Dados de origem
<<<<

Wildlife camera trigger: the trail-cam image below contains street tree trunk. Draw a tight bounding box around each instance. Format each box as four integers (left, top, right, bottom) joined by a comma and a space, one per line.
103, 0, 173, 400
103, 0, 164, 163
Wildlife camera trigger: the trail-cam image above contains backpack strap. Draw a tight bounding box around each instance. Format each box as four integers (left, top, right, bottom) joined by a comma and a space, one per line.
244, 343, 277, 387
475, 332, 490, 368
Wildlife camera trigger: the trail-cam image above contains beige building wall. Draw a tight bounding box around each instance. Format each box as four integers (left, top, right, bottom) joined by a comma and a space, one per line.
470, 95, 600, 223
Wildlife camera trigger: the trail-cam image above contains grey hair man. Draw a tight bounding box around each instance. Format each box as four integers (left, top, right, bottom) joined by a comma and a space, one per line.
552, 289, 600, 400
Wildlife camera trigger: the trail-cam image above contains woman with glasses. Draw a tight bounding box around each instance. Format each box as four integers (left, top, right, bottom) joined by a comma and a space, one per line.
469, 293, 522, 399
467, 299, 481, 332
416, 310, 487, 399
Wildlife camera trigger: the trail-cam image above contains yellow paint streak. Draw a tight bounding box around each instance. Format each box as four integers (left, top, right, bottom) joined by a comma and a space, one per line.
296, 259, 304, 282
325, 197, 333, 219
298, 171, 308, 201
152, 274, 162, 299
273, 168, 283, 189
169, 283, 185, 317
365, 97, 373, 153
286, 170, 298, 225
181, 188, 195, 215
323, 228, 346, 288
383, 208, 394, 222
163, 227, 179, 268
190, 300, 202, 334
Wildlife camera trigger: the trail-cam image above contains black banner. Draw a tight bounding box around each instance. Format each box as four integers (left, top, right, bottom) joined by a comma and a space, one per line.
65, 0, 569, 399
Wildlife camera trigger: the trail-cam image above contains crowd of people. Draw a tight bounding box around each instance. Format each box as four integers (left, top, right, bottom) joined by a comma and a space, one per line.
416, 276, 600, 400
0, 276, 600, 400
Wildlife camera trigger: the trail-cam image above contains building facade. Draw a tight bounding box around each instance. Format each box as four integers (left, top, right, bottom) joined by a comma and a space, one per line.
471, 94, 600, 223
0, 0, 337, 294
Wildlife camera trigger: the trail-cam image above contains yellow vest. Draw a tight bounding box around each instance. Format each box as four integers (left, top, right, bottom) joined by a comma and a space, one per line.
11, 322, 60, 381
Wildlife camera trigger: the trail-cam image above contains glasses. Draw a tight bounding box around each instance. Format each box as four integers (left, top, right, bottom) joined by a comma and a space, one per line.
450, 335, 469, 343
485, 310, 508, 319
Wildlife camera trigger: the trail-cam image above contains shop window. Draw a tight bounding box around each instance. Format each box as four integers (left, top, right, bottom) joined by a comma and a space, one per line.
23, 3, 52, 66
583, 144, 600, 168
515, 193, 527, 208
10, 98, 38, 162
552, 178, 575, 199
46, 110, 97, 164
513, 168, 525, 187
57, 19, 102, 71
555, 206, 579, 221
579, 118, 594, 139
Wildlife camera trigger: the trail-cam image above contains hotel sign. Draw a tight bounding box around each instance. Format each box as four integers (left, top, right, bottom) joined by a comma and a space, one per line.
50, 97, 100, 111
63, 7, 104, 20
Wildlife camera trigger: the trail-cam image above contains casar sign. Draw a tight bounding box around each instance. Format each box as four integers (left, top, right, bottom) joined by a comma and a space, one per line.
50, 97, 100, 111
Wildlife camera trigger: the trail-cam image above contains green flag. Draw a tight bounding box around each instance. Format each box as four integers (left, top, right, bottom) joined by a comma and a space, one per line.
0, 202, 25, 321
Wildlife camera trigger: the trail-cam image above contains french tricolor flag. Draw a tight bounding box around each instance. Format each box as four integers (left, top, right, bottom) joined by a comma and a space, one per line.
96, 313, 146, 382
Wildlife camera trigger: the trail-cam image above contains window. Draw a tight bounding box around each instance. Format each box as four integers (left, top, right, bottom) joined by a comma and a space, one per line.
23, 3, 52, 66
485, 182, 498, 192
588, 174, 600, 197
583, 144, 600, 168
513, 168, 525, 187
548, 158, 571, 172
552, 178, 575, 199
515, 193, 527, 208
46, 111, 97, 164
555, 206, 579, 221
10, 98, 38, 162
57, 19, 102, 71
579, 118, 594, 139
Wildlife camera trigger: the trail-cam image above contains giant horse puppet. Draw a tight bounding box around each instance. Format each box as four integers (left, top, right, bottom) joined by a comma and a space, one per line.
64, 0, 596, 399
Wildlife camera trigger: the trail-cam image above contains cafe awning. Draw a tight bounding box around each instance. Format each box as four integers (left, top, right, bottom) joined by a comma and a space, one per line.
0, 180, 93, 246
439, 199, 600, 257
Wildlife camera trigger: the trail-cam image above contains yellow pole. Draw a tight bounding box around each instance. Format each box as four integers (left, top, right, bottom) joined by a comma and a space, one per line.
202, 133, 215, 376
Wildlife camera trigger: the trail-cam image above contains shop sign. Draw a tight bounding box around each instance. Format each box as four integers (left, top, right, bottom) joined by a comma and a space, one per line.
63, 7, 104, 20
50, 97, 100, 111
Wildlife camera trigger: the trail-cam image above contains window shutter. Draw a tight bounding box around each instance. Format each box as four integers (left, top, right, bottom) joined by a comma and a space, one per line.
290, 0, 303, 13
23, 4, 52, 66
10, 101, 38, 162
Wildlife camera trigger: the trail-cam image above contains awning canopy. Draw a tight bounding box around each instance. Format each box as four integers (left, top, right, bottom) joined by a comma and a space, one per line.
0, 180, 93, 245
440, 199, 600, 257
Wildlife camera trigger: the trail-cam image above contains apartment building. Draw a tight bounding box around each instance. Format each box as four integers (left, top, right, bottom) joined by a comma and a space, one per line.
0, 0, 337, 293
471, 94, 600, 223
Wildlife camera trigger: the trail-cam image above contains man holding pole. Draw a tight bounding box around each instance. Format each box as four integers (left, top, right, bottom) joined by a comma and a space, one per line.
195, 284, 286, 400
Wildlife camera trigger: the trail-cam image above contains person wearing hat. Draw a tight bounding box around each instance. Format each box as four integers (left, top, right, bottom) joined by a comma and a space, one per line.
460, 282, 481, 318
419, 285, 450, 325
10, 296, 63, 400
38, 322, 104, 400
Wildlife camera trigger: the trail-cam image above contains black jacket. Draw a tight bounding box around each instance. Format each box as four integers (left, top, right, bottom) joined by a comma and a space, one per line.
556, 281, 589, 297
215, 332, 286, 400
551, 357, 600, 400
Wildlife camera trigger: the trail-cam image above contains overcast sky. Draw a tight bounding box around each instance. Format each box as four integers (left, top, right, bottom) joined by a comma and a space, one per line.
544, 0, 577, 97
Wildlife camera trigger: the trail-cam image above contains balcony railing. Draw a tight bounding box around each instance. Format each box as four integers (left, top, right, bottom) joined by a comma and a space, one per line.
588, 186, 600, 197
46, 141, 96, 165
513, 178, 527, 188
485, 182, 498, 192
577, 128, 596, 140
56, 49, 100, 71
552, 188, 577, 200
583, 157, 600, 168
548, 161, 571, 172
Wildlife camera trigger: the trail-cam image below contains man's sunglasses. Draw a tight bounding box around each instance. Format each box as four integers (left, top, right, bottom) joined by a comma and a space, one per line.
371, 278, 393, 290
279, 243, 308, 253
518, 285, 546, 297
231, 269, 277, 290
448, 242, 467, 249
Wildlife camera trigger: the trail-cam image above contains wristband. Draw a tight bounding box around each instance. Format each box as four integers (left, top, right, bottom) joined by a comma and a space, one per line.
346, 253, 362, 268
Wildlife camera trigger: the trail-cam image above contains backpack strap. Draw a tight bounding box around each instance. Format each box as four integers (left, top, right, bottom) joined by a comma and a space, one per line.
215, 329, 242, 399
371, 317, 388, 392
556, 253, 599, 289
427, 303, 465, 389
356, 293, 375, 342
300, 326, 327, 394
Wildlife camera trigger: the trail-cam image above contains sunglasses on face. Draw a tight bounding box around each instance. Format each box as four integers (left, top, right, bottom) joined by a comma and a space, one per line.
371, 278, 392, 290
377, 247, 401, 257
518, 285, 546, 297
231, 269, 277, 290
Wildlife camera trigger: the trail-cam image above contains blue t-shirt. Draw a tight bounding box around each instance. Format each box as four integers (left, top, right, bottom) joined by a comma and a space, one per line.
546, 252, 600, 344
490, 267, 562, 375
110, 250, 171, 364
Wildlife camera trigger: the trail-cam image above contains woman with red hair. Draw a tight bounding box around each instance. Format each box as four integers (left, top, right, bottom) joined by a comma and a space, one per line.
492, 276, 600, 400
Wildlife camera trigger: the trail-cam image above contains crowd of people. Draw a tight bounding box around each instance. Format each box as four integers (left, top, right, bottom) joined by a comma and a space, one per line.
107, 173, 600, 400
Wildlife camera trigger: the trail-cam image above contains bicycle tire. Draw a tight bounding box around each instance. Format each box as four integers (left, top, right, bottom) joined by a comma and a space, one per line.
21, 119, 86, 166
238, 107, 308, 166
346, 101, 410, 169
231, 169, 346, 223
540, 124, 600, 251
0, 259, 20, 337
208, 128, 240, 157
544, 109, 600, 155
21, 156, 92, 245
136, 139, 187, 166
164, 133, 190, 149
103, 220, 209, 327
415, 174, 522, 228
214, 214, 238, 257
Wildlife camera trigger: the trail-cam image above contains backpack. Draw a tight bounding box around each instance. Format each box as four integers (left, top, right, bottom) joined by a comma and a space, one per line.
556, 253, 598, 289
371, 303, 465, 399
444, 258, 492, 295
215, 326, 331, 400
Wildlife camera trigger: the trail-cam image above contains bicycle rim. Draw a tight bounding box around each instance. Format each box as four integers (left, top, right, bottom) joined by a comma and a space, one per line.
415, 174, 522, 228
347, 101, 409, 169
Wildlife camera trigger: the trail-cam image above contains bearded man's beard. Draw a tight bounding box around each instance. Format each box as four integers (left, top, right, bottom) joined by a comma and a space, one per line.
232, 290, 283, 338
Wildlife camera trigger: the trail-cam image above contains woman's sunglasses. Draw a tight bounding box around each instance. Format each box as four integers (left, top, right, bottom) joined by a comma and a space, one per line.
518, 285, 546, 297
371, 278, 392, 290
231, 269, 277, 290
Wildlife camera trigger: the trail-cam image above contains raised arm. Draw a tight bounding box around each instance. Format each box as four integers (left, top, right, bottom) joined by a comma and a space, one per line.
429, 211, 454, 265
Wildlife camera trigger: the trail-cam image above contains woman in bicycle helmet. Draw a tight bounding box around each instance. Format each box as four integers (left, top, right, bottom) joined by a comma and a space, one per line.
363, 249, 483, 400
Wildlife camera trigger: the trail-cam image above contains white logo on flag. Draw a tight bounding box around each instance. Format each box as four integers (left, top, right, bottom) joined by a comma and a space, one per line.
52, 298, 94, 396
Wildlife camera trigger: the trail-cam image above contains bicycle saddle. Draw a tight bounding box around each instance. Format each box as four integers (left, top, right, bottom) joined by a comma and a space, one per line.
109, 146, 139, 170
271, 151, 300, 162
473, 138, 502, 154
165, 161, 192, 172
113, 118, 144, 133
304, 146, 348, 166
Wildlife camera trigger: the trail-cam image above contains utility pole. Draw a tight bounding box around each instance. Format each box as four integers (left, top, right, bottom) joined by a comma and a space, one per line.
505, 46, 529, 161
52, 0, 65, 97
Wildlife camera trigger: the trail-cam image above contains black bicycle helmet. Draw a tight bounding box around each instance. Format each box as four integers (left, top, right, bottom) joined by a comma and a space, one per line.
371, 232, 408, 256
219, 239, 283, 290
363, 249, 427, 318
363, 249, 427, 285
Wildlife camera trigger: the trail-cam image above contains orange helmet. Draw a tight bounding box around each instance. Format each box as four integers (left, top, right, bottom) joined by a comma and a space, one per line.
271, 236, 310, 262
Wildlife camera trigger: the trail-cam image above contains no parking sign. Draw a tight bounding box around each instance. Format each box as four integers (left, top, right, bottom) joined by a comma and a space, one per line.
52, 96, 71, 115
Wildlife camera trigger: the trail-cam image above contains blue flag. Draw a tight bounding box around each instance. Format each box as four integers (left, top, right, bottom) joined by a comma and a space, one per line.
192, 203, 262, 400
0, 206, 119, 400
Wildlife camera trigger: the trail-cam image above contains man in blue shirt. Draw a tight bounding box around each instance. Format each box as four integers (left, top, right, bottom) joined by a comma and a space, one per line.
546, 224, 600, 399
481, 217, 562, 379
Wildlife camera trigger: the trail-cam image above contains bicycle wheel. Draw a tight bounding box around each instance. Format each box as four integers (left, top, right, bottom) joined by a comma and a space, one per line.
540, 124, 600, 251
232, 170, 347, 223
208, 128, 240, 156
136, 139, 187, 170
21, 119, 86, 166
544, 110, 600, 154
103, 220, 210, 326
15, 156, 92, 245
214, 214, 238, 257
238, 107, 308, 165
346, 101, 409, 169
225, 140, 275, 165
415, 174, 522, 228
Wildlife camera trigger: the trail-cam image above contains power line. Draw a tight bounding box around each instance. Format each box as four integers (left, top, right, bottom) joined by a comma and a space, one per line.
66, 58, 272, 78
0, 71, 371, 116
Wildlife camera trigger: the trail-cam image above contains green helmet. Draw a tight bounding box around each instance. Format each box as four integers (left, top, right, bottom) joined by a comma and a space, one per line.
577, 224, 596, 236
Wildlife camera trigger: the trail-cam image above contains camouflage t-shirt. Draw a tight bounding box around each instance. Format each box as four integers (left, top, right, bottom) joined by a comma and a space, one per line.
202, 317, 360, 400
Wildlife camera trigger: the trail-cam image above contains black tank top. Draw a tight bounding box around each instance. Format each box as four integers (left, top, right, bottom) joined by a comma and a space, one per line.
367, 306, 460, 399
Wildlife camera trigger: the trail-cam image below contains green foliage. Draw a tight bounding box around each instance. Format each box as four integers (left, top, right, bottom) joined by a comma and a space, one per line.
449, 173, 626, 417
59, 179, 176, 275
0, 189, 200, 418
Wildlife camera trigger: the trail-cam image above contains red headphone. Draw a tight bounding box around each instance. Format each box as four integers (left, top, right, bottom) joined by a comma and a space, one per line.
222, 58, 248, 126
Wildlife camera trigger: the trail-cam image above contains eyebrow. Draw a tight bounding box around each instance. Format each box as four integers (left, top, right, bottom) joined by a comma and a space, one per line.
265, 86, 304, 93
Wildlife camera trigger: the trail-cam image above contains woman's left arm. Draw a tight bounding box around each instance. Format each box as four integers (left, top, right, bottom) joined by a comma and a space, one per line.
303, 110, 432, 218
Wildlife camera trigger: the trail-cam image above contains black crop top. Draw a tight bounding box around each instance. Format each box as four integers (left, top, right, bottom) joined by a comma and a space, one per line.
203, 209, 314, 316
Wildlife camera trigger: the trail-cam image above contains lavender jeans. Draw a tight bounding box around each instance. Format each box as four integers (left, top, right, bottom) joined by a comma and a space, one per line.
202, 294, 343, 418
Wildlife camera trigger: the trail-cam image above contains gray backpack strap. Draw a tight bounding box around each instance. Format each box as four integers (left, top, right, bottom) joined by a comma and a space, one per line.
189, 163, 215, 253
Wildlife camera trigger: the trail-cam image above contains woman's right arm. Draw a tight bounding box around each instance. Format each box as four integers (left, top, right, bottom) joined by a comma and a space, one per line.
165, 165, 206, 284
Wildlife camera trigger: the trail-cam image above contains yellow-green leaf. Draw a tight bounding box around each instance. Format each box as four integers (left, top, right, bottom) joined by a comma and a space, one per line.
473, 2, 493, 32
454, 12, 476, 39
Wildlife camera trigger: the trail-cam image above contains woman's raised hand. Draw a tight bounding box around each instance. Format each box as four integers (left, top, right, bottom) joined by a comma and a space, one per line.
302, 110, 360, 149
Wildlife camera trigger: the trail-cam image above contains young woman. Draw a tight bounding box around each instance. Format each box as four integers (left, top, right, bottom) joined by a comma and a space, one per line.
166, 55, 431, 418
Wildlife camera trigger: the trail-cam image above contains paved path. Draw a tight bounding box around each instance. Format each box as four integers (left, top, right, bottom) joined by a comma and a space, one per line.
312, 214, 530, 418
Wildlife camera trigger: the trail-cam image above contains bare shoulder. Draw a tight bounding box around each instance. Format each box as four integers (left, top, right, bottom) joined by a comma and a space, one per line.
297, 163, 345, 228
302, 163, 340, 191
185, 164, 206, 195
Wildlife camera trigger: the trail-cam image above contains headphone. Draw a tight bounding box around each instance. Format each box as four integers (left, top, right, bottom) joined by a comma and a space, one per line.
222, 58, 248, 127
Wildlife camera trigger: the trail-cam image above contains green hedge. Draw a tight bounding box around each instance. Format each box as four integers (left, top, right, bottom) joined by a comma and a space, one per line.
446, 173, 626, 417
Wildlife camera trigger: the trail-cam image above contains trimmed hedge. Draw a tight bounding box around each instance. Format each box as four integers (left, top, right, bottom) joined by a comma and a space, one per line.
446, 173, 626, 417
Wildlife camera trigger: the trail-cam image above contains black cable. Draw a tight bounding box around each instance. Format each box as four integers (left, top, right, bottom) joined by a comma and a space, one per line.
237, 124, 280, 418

>>>>

Você pode copiar sem nenhuma alteração as linhas da listagem acima, começando pela que contém "contains woman's right" e parando depois da que contém "454, 12, 476, 39"?

* _Resultado do exercício_
Wildlife camera trigger: the trail-cam image above contains woman's right arm. Draw a tight bounding box around each instance. Format each box as four integers (left, top, right, bottom) joined by a comma and a space, one per line.
165, 165, 206, 284
Wildlife camera trigger: the trail-cam image above contains yellow-green leaf. Draw a tight bounding box around each instance. Format each box as four integers (left, top, right, bottom) joined by a comma and a space, one per line.
473, 2, 493, 32
454, 12, 476, 39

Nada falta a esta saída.